[Stored data entries]
::::

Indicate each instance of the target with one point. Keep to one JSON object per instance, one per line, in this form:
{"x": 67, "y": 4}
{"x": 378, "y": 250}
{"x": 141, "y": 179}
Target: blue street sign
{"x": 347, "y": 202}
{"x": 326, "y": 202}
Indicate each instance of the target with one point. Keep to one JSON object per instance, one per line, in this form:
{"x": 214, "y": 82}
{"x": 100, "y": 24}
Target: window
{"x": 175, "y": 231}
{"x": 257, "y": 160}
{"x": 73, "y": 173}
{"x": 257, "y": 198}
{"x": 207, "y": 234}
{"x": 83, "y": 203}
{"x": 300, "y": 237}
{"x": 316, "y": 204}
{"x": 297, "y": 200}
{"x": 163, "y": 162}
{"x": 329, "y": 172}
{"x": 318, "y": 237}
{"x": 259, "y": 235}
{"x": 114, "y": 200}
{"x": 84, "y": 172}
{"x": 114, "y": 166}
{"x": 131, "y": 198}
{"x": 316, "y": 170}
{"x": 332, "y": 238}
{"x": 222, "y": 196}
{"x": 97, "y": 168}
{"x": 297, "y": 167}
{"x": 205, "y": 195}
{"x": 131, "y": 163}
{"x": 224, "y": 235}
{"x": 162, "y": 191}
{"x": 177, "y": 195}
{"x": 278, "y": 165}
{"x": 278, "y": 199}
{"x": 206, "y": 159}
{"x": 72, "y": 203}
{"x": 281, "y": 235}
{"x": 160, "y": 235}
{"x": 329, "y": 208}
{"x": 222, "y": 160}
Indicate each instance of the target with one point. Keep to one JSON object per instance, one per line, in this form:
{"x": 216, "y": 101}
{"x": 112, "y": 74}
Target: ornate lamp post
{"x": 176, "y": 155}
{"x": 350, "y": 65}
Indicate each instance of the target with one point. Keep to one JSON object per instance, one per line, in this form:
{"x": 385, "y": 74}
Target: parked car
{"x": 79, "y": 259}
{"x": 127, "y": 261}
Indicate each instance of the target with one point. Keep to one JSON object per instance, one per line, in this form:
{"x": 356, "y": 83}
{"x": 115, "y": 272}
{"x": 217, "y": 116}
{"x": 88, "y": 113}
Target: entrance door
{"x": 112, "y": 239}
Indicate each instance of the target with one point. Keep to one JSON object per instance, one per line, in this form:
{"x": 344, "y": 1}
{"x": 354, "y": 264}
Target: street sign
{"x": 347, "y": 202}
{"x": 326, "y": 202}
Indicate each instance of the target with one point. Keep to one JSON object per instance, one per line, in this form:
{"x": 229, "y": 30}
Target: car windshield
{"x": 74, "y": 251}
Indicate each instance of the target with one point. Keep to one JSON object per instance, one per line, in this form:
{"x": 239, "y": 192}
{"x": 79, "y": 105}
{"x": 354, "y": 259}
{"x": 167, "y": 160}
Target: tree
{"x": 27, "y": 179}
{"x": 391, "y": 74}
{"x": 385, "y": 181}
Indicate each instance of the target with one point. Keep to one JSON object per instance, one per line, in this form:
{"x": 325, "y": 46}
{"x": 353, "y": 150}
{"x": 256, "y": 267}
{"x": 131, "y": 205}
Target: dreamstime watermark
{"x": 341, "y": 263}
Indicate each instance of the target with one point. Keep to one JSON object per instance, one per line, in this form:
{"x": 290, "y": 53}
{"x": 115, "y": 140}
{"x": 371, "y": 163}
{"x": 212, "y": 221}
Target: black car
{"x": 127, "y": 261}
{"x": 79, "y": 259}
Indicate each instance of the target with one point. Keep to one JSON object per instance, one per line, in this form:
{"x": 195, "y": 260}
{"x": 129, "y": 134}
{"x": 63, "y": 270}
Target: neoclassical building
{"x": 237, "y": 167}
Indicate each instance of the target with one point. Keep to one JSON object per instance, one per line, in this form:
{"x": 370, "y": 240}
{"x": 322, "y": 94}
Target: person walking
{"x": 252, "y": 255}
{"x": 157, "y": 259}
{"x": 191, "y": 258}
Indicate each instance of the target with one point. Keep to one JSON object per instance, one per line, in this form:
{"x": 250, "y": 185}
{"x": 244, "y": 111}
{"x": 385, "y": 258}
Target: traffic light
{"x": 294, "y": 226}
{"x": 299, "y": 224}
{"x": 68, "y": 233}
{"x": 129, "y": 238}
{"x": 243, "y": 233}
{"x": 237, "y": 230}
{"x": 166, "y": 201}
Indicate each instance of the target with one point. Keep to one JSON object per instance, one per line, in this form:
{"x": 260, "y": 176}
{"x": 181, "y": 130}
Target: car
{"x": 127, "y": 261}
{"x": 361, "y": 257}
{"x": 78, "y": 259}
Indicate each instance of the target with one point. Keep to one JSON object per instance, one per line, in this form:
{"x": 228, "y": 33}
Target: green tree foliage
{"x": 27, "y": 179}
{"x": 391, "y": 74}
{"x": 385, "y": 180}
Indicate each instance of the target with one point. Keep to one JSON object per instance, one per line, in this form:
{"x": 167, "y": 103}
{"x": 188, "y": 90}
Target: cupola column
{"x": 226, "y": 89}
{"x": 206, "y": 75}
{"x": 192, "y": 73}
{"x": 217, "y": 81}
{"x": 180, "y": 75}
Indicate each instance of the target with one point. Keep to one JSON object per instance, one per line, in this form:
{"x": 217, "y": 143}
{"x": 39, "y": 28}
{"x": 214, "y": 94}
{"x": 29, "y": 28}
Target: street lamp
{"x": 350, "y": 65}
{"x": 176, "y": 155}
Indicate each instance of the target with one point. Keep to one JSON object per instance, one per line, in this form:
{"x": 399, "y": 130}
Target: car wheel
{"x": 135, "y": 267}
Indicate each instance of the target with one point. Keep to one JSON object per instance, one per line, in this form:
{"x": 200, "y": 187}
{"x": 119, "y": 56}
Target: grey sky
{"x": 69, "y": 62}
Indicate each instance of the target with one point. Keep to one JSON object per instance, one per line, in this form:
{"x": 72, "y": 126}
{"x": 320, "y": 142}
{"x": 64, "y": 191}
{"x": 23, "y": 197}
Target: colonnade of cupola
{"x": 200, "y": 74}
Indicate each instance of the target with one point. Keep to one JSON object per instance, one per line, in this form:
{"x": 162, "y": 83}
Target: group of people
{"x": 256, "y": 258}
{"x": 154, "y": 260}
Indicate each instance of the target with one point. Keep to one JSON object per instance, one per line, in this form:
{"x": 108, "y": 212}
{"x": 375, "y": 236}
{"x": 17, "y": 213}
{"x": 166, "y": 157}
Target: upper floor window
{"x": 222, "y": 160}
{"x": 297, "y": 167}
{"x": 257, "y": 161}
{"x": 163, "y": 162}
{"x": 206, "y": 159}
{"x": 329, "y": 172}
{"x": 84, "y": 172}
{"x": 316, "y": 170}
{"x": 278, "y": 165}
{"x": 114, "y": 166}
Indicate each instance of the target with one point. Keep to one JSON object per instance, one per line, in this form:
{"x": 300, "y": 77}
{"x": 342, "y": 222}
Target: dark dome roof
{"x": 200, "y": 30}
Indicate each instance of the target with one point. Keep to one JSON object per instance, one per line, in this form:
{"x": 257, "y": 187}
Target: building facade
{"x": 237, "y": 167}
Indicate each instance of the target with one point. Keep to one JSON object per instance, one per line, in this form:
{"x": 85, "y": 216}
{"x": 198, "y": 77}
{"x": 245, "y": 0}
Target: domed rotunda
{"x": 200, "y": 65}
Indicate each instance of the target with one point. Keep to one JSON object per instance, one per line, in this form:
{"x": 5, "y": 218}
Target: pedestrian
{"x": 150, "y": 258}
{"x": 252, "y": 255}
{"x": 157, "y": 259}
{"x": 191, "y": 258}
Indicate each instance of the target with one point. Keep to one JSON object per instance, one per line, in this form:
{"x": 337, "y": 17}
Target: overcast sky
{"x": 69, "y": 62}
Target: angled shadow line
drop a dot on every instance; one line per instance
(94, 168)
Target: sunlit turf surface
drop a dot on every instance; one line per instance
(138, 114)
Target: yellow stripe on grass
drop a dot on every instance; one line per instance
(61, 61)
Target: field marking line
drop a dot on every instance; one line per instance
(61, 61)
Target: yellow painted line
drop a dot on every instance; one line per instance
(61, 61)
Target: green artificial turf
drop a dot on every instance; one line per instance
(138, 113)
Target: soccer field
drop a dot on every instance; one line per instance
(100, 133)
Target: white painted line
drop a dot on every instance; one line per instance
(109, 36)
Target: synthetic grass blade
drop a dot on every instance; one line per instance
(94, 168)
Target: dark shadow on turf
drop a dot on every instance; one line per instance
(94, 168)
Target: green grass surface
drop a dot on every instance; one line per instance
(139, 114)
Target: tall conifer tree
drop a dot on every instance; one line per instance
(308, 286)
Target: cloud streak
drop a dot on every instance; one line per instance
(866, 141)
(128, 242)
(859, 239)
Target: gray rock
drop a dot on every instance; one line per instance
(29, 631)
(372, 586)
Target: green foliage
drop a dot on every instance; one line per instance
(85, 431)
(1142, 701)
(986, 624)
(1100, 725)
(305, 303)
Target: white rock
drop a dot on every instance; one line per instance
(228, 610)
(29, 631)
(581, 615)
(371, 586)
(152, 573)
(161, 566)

::::

### [REQUIRED WORK]
Tell me how many lines in the entries contain the string "turf", and give nothing besides that number.

### [EXPECTED OUTPUT]
3